= Martin Ohm =

German mathematician

Martin Ohm

Martin Ohm (May 6, 1792 in Erlangen – April 1, 1872 in Berlin) was a German mathematician and a younger brother of physicist Georg Ohm.

==Biography==
He earned his doctorate in 1811 at Friedrich-Alexander-University, Erlangen-Nuremberg where his advisor was Karl Christian von Langsdorf. In 1817, he was appointed professor of mathematics and physics in the gymnasium at Thorn. In 1821 he moved to Berlin, and in 1839 became a full professor in the University of Berlin. He delivered courses of lectures at the academy of architecture from 1824 to 1831, and at the schools of artillery and engineering from 1833 to 1852; and he also taught in the military school from 1826 to 1849.

==Work==
Ohm was the first to fully develop the theory of the exponential a^{b} when both a and b are complex numbers in 1823.

◇ ◇ ◇ ◇

Please copy the passage on Martin Ohm word for word, starting from "Martin Ohm (May" up to and including "numbers in 1823.".

◇ ◇ ◇ ◇

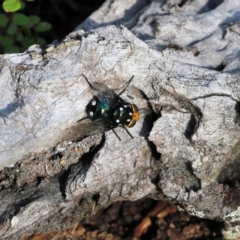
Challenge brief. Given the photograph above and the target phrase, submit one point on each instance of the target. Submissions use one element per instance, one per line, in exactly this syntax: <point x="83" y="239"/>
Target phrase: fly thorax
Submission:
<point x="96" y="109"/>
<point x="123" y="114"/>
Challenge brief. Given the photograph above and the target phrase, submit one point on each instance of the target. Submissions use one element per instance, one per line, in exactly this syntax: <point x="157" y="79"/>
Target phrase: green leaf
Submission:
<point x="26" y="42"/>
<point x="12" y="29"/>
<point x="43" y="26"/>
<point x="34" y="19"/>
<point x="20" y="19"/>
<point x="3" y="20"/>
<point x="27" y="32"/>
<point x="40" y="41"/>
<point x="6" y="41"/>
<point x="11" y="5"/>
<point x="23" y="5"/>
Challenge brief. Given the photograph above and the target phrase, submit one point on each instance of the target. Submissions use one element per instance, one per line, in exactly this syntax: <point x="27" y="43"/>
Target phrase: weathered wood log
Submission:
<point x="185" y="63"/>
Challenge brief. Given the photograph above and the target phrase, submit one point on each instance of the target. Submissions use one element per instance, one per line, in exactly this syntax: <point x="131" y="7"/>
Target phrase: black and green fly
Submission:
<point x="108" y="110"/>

◇ ◇ ◇ ◇

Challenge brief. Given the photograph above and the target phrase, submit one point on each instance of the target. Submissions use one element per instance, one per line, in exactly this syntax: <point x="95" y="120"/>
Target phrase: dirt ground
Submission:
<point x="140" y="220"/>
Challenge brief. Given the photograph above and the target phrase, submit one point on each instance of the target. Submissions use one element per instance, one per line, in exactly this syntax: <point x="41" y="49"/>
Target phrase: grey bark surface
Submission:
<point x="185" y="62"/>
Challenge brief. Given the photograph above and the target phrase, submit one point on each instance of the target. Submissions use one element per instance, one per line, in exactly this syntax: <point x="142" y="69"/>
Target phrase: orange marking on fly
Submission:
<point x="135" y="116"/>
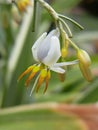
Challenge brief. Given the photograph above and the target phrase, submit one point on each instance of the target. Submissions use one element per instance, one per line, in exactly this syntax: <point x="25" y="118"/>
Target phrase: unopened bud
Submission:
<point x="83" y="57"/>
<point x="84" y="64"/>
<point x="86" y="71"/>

◇ ◇ ◇ ◇

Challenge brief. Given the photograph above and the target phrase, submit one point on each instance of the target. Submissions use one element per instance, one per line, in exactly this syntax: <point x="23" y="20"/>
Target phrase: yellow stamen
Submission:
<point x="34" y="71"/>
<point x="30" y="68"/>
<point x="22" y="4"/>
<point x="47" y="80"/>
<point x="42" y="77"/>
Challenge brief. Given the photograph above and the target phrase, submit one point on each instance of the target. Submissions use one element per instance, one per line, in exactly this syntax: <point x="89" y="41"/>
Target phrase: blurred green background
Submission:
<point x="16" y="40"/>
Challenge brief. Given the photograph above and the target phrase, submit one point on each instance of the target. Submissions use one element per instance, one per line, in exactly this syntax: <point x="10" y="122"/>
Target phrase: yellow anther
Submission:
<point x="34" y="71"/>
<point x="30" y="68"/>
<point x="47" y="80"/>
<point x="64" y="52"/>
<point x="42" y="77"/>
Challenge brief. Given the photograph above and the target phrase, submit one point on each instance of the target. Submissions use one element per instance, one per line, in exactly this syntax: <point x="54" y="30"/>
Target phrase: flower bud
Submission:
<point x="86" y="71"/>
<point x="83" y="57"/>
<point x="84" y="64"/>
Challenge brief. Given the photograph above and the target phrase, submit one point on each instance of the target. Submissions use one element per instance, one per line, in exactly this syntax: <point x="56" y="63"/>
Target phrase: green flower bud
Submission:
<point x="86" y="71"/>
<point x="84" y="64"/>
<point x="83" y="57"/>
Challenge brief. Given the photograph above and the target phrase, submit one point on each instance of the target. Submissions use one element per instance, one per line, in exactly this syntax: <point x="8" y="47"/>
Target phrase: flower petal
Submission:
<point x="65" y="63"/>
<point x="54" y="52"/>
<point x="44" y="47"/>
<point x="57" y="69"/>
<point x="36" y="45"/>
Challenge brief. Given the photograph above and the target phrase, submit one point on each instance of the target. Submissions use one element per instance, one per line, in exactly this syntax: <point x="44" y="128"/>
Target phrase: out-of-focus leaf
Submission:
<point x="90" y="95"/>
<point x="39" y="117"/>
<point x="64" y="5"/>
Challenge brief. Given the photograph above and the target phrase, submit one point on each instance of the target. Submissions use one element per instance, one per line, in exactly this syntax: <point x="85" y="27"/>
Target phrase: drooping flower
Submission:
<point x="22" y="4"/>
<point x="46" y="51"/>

◇ ◇ ◇ ◇

» **Solution to this problem**:
Martin Ohm (May 6, 1792 in Erlangen – April 1, 1872 in Berlin) was a German mathematician and a younger brother of physicist Georg Ohm.

==Biography==
He earned his doctorate in 1811 at Friedrich-Alexander-University, Erlangen-Nuremberg where his advisor was Karl Christian von Langsdorf. In 1817, he was appointed professor of mathematics and physics in the gymnasium at Thorn. In 1821 he moved to Berlin, and in 1839 became a full professor in the University of Berlin. He delivered courses of lectures at the academy of architecture from 1824 to 1831, and at the schools of artillery and engineering from 1833 to 1852; and he also taught in the military school from 1826 to 1849.

==Work==
Ohm was the first to fully develop the theory of the exponential a^{b} when both a and b are complex numbers in 1823.